*** PROVIDED DATA ***
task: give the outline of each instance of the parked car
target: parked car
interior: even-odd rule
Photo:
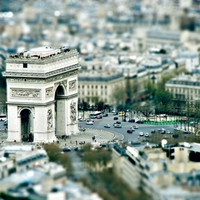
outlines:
***
*** PROVIDED DATA ***
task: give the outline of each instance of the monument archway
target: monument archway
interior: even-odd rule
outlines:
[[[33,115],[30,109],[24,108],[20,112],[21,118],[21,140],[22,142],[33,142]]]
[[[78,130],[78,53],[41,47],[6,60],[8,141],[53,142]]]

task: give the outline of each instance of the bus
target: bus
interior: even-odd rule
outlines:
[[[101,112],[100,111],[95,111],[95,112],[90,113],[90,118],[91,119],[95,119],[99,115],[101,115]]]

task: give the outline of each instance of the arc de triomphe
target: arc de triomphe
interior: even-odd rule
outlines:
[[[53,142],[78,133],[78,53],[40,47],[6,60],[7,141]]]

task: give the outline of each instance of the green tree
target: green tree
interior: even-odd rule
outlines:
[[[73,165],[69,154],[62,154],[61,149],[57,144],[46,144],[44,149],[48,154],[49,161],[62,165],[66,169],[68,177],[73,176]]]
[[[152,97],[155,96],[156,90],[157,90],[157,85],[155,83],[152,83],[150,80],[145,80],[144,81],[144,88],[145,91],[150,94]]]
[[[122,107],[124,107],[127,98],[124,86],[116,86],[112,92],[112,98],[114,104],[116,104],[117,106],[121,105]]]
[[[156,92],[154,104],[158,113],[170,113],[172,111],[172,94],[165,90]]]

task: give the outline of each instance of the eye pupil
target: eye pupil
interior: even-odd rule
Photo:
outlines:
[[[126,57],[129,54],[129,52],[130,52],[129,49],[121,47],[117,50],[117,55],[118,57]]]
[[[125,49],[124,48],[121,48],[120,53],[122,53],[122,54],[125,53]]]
***
:: GIVEN TASK ::
Please count the lines above that contain the word "monument", treating uppercase and lowercase as different, and give only the number.

:: TASK RESULT ::
2